Type out the entries again, keeping every word unchanged.

▸ **TASK INPUT**
┌──

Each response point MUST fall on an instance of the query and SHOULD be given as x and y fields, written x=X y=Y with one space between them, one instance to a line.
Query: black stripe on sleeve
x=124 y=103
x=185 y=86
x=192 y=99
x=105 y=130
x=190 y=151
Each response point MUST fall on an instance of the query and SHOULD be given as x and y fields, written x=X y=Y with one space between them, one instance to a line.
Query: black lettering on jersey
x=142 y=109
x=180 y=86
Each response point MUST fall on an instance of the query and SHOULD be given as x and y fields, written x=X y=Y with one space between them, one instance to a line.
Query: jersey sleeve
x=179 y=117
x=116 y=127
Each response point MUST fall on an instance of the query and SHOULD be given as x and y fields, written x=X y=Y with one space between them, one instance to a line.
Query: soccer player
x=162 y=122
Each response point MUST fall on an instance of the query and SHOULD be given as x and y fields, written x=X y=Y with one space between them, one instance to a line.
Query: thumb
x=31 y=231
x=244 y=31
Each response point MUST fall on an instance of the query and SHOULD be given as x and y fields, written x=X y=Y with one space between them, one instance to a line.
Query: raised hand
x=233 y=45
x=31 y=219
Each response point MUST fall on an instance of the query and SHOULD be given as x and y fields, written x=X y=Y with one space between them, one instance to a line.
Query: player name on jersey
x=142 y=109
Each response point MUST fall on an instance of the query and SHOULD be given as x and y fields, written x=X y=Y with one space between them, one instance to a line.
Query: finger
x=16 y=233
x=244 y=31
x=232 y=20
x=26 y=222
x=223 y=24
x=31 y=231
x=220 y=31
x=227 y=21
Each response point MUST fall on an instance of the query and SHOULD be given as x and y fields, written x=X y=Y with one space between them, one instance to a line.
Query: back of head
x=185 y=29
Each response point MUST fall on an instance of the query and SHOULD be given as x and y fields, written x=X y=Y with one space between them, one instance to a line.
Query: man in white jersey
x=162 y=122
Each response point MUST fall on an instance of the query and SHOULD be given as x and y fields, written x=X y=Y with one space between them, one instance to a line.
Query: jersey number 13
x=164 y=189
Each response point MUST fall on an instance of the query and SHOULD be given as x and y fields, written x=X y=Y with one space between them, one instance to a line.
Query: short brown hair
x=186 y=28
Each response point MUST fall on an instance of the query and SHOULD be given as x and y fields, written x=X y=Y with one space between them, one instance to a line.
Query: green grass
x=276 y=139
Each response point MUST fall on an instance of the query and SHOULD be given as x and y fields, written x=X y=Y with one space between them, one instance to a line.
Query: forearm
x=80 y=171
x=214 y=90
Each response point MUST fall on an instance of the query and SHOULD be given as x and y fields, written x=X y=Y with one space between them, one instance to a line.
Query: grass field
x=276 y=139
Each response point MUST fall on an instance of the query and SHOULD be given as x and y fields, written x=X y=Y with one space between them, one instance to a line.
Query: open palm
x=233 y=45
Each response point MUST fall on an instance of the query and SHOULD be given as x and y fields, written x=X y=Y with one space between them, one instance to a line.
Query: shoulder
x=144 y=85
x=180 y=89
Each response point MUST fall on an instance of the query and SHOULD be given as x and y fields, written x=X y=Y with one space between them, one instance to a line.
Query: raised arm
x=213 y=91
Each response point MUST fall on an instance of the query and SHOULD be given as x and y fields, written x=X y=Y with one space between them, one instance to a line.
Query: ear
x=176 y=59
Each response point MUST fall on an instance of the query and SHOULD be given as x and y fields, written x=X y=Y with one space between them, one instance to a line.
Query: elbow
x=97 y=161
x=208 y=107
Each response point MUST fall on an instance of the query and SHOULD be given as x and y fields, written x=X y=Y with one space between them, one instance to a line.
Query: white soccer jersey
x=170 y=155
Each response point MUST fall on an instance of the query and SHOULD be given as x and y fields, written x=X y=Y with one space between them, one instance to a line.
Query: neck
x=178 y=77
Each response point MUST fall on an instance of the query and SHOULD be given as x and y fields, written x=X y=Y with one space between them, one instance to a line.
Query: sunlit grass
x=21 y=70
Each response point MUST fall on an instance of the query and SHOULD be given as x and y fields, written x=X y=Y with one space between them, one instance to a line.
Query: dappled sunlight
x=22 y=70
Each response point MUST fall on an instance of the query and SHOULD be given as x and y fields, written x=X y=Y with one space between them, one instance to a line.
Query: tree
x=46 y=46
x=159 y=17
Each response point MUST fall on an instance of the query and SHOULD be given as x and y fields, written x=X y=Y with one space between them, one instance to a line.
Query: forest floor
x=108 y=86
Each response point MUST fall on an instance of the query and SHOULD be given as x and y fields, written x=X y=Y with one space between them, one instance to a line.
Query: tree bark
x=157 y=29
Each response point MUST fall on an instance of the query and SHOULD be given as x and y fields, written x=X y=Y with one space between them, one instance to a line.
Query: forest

└──

▸ **REPLY**
Each response point MUST fall on an instance of the query and SHOULD be given as x and y fields, written x=X y=Y with one space between them, one instance to a line.
Query: black stripe on sleeve
x=124 y=103
x=185 y=86
x=192 y=99
x=105 y=130
x=190 y=151
Each response point MUST fall on an instance of the query and SHOULD be given as x and y fields, written x=X y=Y with one space between them, one instance to a line.
Query: black lettering on jersey
x=142 y=109
x=180 y=86
Each response point MUST fall on an instance of the query and SHOULD be given as x and y fields, written x=X y=Y with one space between them, one instance to a line.
Query: jersey sleeve
x=179 y=117
x=116 y=127
Each response point MUST fall on an instance of the query and SHOULD be given as x and y fields, written x=X y=Y with one space between them, one instance to a line.
Query: soccer player
x=162 y=122
Each response point MUST fall on an instance of the query and SHOULD be given as x and y fields, written x=X y=Y with one space between them, one instance to a line.
Query: thumb
x=31 y=231
x=244 y=31
Each response point MUST fall on an instance of the query and SHOULD be given as x and y fields, written x=X y=Y with one space between them, one instance to a line.
Query: raised hand
x=233 y=45
x=31 y=219
Each response point MUST fall on an instance of the query and SHOULD be given as x and y fields, written x=X y=Y with one space between them, one instance to a line.
Query: player name on jersey
x=142 y=109
Each response point MUST fall on an instance of the query and SHOULD be given as x and y fields, written x=X y=Y with one space between them, one instance to a line.
Query: finger
x=16 y=233
x=244 y=31
x=232 y=20
x=26 y=222
x=223 y=24
x=31 y=231
x=220 y=31
x=227 y=21
Each response point MUST fall on an instance of the query and SHOULD be given as x and y fields, written x=X y=Y with one space between them, one instance to a line.
Query: back of head
x=185 y=29
Each response point MUST fall on an instance of the query and SHOULD be given as x and y fields, written x=X y=Y with one space between them, one instance to a line.
Query: man in white jersey
x=162 y=122
Each response point MUST fall on an instance of the query and SHOULD be given as x and y fields, written x=X y=Y with one space between them, one instance to a line.
Query: jersey number 13
x=164 y=189
Each response point MUST fall on an instance of the query and SHOULD be given as x and y fields, written x=X y=Y with one space between them, one instance to a line.
Query: short brown hair
x=186 y=28
Each response point MUST fall on an instance of the query and SHOULD be given as x and y fields, written x=X y=Y with one space between them, one instance to a line.
Query: green grass
x=276 y=139
Each response point MUST fall on an instance of the query and SHOULD be given as x and y fields, written x=X y=Y with one space between them, one instance to a line.
Query: forearm
x=80 y=171
x=214 y=90
Each response point MUST fall on an instance of the query and SHOULD be given as x and y fields, written x=X y=Y with one space between them, one instance to a line.
Query: grass field
x=276 y=139
Each response point MUST fall on an instance of the query and SHOULD be given as x and y fields, written x=X y=Y with one space between them, one instance to a line.
Query: open palm
x=233 y=45
Each response point MUST fall on an instance of the query and SHOULD be given as x and y fields, written x=X y=Y with one space between them, one instance to a line.
Query: shoulder
x=144 y=85
x=180 y=89
Each response point MUST fall on an instance of the query and SHOULD be given as x and y fields, written x=X y=Y with one space between them, one instance to a line.
Query: raised arm
x=213 y=91
Each response point MUST fall on an instance of the query and SHOULD be given as x and y fields, written x=X y=Y with one space between them, one instance to a line.
Query: ear
x=176 y=59
Each response point MUST fall on an instance of the query and SHOULD be given as x and y fields, written x=X y=Y with one space between them, one instance to a line.
Query: elbow
x=97 y=161
x=208 y=107
Each response point MUST fall on an instance of the query and SHOULD be given as x and y fields, written x=X y=Y with one space between them, one instance to a line.
Query: white soccer jersey
x=170 y=155
Each response point MUST fall on an instance of the query and SHOULD be given as x and y fields, written x=X y=Y with one space between them, one instance to a line.
Query: neck
x=178 y=77
Each response point MUST fall on an instance of the query and SHOULD be given as x and y fields, written x=X y=Y with one space between them, one instance to a line.
Query: sunlit grass
x=21 y=70
Each response point MUST fall on an instance of the query and SHOULD be given as x and y fields, written x=X y=Y with one space between them, one instance to a line.
Query: dappled sunlight
x=22 y=70
Each response point MUST fall on an instance of the query and SHOULD be given as x and y fields, written x=X y=Y with one space between them, one instance to a line.
Query: tree
x=46 y=46
x=159 y=17
Each response point MUST fall on an instance of the query and SHOULD be given as x and y fields, written x=X y=Y with one space between them, one instance to a line.
Query: forest floor
x=108 y=86
Each response point MUST fall on an instance of the query and SHOULD be given as x and y fields, written x=X y=Y with one space between them, one instance to a line.
Query: tree bark
x=157 y=29
Each response point MUST fall on an instance of the query and SHOULD be given as x and y fields, written x=X y=Y with one space between them, one instance to a line.
Query: forest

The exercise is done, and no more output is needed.